WRITTEN PROBLEM — From the listing below, extract each entry exactly as written, minus the images.

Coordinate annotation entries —
>> START

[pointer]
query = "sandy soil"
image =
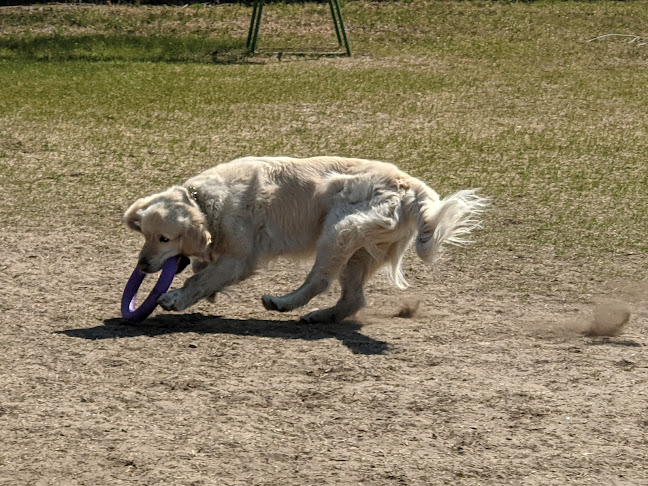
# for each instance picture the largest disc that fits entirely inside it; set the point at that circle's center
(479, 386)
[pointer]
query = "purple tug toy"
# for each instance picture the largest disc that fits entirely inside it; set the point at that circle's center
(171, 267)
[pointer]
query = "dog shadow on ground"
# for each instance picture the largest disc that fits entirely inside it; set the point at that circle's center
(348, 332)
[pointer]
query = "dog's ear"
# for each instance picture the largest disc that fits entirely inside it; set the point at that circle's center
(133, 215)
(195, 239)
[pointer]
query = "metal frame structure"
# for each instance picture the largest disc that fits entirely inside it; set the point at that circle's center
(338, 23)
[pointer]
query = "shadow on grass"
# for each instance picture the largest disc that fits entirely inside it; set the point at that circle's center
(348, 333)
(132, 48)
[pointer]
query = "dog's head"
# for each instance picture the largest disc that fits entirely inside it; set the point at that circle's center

>> END

SOLUTION TO THE PROBLEM —
[pointer]
query = "sandy soil"
image =
# for each instance picture the largest disc that fits entirely inside it; set the point at that circle's center
(479, 386)
[pointer]
query = "purple tug toy"
# for each instance picture the largest disc that fits entirely inside it; set the point at that circle's center
(171, 267)
[pointer]
query = "dog shadow on ground"
# for each instance picture the largest disc that fits entirely inside it; set the point at that circle's center
(348, 332)
[pointer]
query = "dog's ear"
# for each instance picture the largest disc that fits entirely inside it; set the point at that circle's center
(133, 215)
(195, 239)
[pointer]
query = "metal frame structure"
# for each instance picture the largest disc that fits entirely inside it; set the point at that circle's center
(338, 23)
[pointer]
query = "shadow on grass"
# for each instance picture the largest disc that fits entirely inside it; set the point at that circle's center
(348, 333)
(132, 48)
[pointer]
query = "dog's head"
# for each instance picture the largest disc that fits entirely inside it; set the point at that circle's center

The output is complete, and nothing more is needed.